■ Data to use
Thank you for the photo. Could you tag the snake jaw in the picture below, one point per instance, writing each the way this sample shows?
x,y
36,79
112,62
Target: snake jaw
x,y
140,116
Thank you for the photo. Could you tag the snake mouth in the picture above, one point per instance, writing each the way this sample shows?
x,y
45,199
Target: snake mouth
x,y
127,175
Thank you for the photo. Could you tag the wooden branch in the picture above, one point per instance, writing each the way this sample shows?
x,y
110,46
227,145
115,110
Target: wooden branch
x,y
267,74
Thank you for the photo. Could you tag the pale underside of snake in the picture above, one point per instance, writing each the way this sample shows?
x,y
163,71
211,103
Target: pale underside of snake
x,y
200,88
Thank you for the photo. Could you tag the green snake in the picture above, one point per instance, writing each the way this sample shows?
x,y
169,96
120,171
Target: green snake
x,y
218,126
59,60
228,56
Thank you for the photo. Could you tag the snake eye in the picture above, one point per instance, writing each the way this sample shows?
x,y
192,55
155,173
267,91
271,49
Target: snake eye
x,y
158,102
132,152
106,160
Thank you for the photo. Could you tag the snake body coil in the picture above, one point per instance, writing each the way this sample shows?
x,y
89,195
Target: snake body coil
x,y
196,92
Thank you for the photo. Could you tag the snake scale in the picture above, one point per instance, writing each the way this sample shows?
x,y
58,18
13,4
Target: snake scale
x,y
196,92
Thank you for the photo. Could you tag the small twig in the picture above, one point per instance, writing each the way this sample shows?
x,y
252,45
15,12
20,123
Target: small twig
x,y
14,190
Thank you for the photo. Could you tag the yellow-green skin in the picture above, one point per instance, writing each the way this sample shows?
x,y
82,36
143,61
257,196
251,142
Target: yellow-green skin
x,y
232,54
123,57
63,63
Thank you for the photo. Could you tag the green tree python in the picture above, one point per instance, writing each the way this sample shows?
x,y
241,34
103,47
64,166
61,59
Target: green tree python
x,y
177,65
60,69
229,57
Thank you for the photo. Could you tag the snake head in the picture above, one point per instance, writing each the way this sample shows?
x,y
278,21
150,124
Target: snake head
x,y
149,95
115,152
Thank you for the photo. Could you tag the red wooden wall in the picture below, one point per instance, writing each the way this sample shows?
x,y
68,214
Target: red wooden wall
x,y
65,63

■ Task statement
Reproduce, word for word, the stretch of the records from the line containing "Thank you for the photo. Could you tag the small" through the final line.

■ Solution to this task
Thank you for the photo. Could you tag the small twig in the picture above, one point per instance, writing each the way this sample shows?
x,y
252,45
15,12
20,123
Target: small twig
x,y
14,190
Thank you for the photo. Could you tag the yellow-green skin in the picture above, one point per instance, writing each the way this sample shows?
x,y
82,36
143,61
257,196
251,142
Target: yellow-green skin
x,y
232,54
123,57
63,63
Thank you for the photo. Could you tag the green tree python in the picture above, one point per instance, writing each the way this sample shows?
x,y
241,34
103,47
64,166
61,59
Target: green tree python
x,y
177,65
60,69
229,57
Thank you for the photo. Could you tag the snake head in the picture above, one point per instance, writing each the way this sample shows?
x,y
278,21
150,124
Target: snake head
x,y
149,95
115,152
Thank you for the photo. Could you tag the red wooden wall in the picture below, one point per instance, writing each the way this sample shows?
x,y
68,214
Target: red wooden wall
x,y
65,63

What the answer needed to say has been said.